## What you should do:
List all the lines in these records that hold "forearm".

Region pointing data

══════

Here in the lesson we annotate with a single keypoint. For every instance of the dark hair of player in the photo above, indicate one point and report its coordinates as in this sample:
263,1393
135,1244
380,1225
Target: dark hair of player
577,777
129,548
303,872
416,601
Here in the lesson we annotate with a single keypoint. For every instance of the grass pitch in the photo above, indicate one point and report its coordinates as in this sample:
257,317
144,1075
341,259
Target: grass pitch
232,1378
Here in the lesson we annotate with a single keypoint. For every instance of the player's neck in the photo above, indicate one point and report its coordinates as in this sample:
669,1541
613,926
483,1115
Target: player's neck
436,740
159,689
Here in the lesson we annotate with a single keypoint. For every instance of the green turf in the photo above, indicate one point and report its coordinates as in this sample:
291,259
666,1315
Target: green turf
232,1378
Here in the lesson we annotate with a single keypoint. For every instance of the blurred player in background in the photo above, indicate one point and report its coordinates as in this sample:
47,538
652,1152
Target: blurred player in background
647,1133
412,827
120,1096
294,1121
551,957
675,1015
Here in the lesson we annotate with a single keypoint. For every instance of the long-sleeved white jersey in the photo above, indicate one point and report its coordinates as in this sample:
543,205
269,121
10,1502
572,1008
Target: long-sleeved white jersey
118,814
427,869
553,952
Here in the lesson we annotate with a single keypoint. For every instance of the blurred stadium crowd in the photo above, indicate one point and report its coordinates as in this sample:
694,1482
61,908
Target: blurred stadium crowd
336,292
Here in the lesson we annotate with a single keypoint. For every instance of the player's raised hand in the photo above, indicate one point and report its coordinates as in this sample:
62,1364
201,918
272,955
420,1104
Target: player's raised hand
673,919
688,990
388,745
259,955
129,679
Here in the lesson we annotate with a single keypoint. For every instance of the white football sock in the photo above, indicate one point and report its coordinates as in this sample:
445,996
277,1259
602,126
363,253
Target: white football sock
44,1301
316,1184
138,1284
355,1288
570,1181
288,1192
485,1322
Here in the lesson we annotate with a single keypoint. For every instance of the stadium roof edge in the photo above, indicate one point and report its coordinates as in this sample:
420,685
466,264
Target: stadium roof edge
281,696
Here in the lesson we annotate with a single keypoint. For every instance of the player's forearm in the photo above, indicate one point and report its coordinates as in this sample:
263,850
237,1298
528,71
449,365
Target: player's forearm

══════

## Your response:
Here in the lesson we annotate with a single keypoint. For every instance of the player's forearm in the photo above, indicate one point and report its coordinates as in this sample:
Target: player's forearm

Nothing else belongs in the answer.